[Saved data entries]
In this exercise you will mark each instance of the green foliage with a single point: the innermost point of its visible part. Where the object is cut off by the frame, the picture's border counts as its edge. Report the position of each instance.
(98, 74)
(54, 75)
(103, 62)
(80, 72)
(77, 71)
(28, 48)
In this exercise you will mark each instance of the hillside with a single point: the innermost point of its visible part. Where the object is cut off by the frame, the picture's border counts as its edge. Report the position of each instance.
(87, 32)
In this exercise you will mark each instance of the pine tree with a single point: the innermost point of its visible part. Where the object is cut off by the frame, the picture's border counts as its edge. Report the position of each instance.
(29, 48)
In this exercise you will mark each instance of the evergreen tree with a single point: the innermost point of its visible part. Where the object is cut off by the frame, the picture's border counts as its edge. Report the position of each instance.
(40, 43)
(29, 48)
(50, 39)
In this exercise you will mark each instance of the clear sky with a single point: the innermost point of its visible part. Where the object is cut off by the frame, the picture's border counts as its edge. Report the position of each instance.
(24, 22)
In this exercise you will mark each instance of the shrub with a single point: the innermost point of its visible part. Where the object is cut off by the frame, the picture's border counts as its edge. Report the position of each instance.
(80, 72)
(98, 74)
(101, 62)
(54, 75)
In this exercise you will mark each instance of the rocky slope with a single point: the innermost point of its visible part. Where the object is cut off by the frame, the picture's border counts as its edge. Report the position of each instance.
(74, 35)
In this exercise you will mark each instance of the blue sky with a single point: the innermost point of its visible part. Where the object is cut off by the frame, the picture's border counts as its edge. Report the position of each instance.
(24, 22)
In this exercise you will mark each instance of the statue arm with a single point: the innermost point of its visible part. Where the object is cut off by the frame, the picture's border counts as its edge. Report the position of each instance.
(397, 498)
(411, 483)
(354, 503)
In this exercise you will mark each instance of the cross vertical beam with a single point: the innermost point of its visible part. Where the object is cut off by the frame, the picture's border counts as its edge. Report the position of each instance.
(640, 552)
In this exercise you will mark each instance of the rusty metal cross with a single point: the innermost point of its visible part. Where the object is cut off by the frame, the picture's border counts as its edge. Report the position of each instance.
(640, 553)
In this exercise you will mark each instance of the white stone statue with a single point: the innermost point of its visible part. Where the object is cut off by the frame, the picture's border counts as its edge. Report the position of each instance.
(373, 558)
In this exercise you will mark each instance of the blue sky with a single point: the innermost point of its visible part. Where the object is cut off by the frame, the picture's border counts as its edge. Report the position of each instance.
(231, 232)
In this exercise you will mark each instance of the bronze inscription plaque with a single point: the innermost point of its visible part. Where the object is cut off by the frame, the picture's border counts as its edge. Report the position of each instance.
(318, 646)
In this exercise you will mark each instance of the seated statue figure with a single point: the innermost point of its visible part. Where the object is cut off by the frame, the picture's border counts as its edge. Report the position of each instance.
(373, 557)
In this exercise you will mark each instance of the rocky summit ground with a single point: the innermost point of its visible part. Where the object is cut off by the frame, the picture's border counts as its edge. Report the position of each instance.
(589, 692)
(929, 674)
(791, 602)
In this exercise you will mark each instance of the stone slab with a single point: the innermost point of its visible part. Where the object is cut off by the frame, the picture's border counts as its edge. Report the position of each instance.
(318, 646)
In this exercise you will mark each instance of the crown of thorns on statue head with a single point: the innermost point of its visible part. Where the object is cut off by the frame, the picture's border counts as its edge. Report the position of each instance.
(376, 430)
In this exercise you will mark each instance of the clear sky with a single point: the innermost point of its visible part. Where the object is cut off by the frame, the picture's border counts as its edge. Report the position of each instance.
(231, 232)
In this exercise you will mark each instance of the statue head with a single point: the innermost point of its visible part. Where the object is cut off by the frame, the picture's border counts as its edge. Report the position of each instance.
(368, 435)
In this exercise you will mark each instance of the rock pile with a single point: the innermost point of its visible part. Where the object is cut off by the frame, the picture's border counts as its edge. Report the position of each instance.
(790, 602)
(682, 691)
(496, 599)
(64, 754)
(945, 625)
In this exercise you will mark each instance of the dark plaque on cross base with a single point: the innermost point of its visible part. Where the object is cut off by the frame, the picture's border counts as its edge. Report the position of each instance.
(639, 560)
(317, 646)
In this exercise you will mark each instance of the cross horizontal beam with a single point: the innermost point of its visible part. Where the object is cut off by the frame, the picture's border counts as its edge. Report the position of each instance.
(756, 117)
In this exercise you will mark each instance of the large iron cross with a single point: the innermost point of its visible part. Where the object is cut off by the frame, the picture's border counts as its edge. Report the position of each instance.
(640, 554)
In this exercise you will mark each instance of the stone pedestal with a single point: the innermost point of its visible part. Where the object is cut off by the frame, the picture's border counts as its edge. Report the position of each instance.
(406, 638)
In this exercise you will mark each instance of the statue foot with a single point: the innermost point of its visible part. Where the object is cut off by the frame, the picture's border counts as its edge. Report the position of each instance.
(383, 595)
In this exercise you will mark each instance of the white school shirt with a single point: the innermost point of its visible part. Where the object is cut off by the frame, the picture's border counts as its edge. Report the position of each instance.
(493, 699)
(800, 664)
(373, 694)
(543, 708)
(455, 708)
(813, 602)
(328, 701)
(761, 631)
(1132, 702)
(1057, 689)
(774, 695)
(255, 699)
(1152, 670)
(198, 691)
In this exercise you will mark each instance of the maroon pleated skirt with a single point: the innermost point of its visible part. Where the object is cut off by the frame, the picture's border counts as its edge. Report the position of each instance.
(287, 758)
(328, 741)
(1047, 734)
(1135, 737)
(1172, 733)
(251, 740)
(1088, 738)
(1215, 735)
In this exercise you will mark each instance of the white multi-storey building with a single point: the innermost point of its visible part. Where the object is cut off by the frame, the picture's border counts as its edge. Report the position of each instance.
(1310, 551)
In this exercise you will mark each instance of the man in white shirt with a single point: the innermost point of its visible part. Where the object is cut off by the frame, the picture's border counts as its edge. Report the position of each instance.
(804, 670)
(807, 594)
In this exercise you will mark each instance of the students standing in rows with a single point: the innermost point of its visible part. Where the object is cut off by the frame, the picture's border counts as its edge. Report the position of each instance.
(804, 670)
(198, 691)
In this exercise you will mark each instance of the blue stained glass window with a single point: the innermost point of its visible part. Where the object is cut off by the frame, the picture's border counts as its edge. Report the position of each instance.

• _REQUIRED ACTION_
Using the data above, print every record exactly as shown.

• _REPLY_
In this exercise you will mark each instance of the green foliage with a single point: the innermost point of its visible part. Where the object is cut off by the frame, the picture's border counts as its edge. Report the position of each instance.
(98, 74)
(54, 75)
(103, 62)
(80, 72)
(77, 71)
(28, 48)
In this exercise you will mark each instance of the hillside with a single point: the innermost point of its visible part. Where the object is cut off by the frame, the picture's border counts as its edge. Report the position of each instance.
(87, 32)
In this exercise you will mark each instance of the pine tree with a single point: the innermost point of its visible part. Where the object is cut off by the frame, the picture's border counts as its edge. Report the position of each instance.
(29, 48)
In this exercise you will mark each instance of the evergreen tree with a single point: the innermost point of its visible part. Where the object is cut off by the frame, the picture's border counts as its edge. Report the position of each instance.
(40, 43)
(29, 48)
(50, 39)
In this exercise you will mark each instance of the clear sky with a single point: the innermost point of its visible part. Where the object is cut off by the frame, the picture's border counts as its edge. Report the position of each instance.
(24, 22)
In this exercise you will mark each instance of the shrub with a single point: the innermost point of its visible part. Where the object is cut off by the frame, the picture's border counts as its edge. Report the position of each instance.
(80, 72)
(98, 74)
(101, 62)
(54, 75)
In this exercise you will mark each instance of the rocky slope with a single point: the innermost point of its visible part. Where the object is cut off by the frame, the picture's border counts as its edge. Report the position of each instance.
(74, 35)
In this exercise you will mark each instance of the blue sky with a single point: the innermost point of its visible part. Where the object is cut off by the frame, the picture's border counts as its edge. Report the position of each instance.
(24, 22)
In this exercise you will mark each instance of the statue arm with a single point: the innermost point of its visible part. Where the object is cut off by the frame, the picture's border counts as its edge. Report the position of each instance.
(397, 498)
(411, 483)
(354, 503)
In this exercise you will mark each instance of the cross vertical beam with a single point: the innermost point of its visible part. Where the object is cut off by the frame, the picture's border counts as its edge. Report the position of each instance.
(640, 552)
In this exercise you will mark each instance of the rusty metal cross with a single point: the innermost point of its visible part. Where the object is cut off by the frame, the picture's border counts as its edge. Report the position of each instance.
(640, 553)
In this exercise you will mark each instance of the white stone statue with a single point: the innermost point of its visible part. Where the object is cut off by the frame, the picture's border counts as its edge. Report the position of each instance.
(373, 558)
In this exercise you will mark each instance of the blue sky with a single point: the innermost point of its visible part. Where the object is cut off by the frame, the picture's border counts as its edge. Report the position of each instance.
(231, 232)
In this exercise you will mark each instance of the bronze inscription plaque with a single point: the innermost point of its visible part. Where the object is cut off by the frame, the picture's border counts as its edge. Report the position of each instance.
(318, 646)
In this exercise you will mark each instance of the seated statue figure with a single point: the innermost point of its visible part. Where the object is cut off by the frame, the picture's border counts as its edge. Report the position of each instance.
(373, 557)
In this exercise you will mark each instance of the rocky summit ground with a single point: the innermost point of its visible part. Where the object is cut off by the frame, the picture's border counts as its edge. Report the position of each instance.
(589, 692)
(929, 674)
(791, 602)
In this exercise you will mark each instance of the stone slab with a single point: the innermost point of its visible part. Where the object is cut off by the frame, the picture's border counts as its edge. Report the position of each instance.
(318, 646)
In this exercise you will mark each instance of the crown of thorns on statue head with a single point: the innermost point of its visible part. Where the object is cut off by the frame, the picture's border counts as its edge. Report the position of each instance.
(376, 430)
In this exercise you will mark each instance of the clear sky with a single point: the innermost point of its visible part. Where the object is cut off by the frame, the picture's border counts as its edge. Report the position of each instance.
(231, 232)
In this exercise you will mark each instance of the statue head with a single point: the innermost point of its visible part. Where the object is cut off by the frame, the picture's border counts as its edge. Report the position of each instance.
(368, 435)
In this exercise you will mark each instance of the rock pile with a single point: the innermost point of its visible part. Where the object is cut off by the frame, the picture's border counts as its edge. Report the position of each instance.
(790, 602)
(682, 691)
(496, 599)
(64, 754)
(945, 625)
In this exercise you will mark each instance of the dark plaque on cross base with a single point: the innermost point of its visible part. Where the object is cut off by the frame, the picture's border counts as its edge. Report the position of each instance.
(639, 560)
(317, 646)
In this exercise you will mark each instance of the cross horizontal beam with a single point: the innermost point of its visible part. Where the object is cut off by the frame, the picture's border counts as its edge. Report the position of each instance.
(756, 117)
In this exercise you will mark each instance of the large iron cross with a single point: the innermost point of its visible part. Where the object is cut off by the frame, the picture's border counts as its edge. Report the position of each instance.
(640, 554)
In this exercise you will mark each instance of the stone pedestal with a single point: the innermost point of its visible part. Where the object is cut off by the frame, the picture's border counts as its edge. Report the position of each instance.
(406, 638)
In this exercise you will mark each instance of the statue foot with a single point: the innermost point of its visible part. Where the object is cut off by the frame, the picture's border counts as its edge. Report the position of each instance.
(383, 595)
In this exercise you will mark each instance of the white school shirt with a single point: the innermost point of its visible part. Where the object is cut off by the frame, the picture's border counts as its edge. Report the position of each instance.
(493, 699)
(800, 664)
(373, 694)
(543, 708)
(455, 708)
(813, 602)
(328, 701)
(761, 631)
(1132, 702)
(1057, 689)
(774, 695)
(255, 699)
(1152, 670)
(198, 691)
In this exercise you will mark each instance of the maroon pleated skirt with a single point: the innermost point of its visible part. Where the object is cut off by the frame, the picture's border counts as its edge. Report the position of each instance.
(287, 758)
(328, 741)
(1047, 734)
(1135, 737)
(1172, 733)
(251, 740)
(1088, 738)
(1215, 735)
In this exercise you will mark each instance of the white multi-storey building with a single point: the innermost point of its visible part. Where the object is cut off by the frame, the picture's border counts as its edge. Report the position of each instance.
(1310, 551)
In this exercise you will mark each instance of the man in white shirt with a single point: the innermost point of its visible part. Where the object is cut off by the frame, the picture's border counts as its edge. Report the position of each instance.
(804, 670)
(807, 594)
In this exercise you will mark each instance of the students standing in rows with a single point: the innermost point of its visible part. Where the object is cut off by the frame, the picture's border counts as its edge. Report the position of each instance.
(804, 670)
(198, 691)
In this exercise you will mark each instance of the blue stained glass window with a single point: the innermost point of its visible part. Where the object is cut off by the frame, the picture's border counts as its edge. Report the position of each instance.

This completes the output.